Return each line of the entries below that contains the word "woman", copied unchanged.

======== RAW DATA

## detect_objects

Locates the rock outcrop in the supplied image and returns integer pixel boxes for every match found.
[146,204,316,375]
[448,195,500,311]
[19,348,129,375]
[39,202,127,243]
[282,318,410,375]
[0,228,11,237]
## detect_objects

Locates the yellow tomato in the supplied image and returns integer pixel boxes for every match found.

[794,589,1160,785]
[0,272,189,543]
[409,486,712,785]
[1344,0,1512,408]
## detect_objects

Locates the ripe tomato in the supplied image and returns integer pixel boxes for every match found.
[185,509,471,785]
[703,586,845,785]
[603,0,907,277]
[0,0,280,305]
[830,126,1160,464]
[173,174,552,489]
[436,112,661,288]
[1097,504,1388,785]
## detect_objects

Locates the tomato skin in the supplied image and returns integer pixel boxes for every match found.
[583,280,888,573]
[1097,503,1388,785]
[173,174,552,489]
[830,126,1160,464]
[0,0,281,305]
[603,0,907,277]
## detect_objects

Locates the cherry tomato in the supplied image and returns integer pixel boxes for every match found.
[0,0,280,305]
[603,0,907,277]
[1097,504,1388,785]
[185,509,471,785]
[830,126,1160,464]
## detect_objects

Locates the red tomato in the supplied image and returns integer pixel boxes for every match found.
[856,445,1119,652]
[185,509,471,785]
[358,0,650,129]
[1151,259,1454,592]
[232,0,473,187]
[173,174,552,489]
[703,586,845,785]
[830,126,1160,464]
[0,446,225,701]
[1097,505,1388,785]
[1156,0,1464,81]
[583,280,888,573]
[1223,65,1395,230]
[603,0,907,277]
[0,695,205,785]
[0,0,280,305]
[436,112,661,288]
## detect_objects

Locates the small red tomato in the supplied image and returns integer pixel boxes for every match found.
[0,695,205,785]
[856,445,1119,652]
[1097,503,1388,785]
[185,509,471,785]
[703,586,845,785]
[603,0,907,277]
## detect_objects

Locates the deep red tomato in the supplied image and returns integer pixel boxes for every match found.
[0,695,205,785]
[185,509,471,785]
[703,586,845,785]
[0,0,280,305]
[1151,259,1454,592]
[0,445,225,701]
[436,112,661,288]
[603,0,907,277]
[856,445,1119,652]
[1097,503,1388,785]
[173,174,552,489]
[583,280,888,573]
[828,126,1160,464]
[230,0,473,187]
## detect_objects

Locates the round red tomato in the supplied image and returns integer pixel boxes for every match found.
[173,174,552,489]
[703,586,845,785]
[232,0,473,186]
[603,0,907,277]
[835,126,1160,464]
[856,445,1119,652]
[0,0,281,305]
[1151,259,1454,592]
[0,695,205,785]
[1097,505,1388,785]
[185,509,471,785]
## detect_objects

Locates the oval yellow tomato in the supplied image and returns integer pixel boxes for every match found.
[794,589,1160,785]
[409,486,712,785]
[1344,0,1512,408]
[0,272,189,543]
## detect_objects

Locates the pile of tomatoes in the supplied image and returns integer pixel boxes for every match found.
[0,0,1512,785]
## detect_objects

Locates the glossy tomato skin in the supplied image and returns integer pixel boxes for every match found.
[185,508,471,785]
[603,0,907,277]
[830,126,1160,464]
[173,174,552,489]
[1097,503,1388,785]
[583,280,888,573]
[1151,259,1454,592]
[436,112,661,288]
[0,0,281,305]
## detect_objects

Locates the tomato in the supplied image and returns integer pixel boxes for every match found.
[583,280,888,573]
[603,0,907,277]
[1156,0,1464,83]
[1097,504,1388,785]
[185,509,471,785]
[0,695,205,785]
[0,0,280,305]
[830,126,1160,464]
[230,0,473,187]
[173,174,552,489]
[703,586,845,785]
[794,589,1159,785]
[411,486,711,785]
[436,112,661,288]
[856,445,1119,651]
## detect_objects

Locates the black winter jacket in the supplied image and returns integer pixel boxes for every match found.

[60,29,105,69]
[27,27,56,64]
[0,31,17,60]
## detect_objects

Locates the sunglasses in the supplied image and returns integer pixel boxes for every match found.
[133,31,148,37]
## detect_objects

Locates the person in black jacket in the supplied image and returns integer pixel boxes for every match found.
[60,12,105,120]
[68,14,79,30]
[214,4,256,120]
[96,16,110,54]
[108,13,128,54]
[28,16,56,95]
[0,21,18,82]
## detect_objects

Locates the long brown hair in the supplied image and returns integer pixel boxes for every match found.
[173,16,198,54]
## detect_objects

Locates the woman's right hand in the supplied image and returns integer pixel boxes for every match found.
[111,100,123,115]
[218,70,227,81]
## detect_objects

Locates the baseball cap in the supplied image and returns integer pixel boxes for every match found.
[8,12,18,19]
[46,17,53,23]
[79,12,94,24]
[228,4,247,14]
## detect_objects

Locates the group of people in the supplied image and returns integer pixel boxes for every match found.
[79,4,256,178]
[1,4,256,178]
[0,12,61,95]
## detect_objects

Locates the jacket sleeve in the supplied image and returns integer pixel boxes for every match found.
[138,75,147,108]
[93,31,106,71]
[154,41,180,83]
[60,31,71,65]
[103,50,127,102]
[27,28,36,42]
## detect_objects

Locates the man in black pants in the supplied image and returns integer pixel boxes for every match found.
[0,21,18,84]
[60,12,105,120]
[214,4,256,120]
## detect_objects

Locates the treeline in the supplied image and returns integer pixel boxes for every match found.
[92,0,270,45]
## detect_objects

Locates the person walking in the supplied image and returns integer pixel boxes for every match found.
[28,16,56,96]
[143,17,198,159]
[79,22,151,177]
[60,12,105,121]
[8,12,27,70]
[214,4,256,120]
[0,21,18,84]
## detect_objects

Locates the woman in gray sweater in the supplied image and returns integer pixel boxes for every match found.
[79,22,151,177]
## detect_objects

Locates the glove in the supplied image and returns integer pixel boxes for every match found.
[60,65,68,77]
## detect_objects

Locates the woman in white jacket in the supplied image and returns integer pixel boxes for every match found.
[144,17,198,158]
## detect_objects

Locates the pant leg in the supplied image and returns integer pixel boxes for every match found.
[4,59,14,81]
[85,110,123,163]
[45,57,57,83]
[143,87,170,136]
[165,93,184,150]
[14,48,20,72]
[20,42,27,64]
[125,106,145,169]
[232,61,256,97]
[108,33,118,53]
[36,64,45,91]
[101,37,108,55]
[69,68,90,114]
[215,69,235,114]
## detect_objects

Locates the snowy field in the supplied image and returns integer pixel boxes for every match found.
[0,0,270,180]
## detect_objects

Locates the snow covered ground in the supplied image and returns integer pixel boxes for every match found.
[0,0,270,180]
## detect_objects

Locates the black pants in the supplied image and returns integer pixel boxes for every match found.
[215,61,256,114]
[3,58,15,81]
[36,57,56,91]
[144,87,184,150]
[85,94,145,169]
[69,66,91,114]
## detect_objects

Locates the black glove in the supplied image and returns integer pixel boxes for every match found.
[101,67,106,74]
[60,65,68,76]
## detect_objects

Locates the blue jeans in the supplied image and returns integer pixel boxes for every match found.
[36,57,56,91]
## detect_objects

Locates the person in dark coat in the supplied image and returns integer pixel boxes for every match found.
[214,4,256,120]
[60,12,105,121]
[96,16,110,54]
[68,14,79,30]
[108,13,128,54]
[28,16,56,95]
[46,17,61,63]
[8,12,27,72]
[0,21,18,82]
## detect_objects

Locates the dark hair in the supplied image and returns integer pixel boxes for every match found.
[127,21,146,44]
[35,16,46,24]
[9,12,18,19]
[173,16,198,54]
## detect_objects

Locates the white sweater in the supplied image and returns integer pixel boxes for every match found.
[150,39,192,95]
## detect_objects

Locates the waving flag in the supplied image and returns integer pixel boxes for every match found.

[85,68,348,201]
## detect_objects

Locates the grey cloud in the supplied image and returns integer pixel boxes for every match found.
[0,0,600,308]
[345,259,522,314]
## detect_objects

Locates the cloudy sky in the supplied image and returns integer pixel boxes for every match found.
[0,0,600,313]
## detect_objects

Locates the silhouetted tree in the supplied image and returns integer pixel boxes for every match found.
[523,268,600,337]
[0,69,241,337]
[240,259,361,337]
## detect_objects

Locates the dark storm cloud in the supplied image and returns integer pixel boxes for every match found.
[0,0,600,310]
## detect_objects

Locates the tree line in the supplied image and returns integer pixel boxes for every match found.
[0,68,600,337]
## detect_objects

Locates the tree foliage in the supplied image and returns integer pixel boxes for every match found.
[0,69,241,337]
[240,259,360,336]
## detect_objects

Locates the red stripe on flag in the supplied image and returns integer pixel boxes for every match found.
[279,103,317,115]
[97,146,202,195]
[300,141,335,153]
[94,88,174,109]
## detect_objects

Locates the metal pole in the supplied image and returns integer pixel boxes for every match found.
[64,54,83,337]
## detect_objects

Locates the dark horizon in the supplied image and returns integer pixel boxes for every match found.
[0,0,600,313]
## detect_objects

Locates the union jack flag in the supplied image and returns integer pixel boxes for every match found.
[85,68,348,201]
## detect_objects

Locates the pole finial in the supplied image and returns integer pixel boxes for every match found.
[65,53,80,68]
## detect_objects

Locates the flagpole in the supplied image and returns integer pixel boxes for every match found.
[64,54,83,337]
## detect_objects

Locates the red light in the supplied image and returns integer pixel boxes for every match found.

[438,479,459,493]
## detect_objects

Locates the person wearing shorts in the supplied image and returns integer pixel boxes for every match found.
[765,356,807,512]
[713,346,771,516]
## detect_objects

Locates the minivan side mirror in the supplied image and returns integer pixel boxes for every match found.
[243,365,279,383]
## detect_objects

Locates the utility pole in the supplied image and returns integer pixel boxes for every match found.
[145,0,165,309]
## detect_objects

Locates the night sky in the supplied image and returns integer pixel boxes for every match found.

================

COMPLETE RESPONSE.
Locates the woman's right hand in the supplied image and returns integer pixel boxes for every match found.
Locates the woman in gray sweater in the supplied image and returns integer pixel boxes for every match found.
Locates the woman in white jacket in the supplied image and returns integer pixel boxes for every match found.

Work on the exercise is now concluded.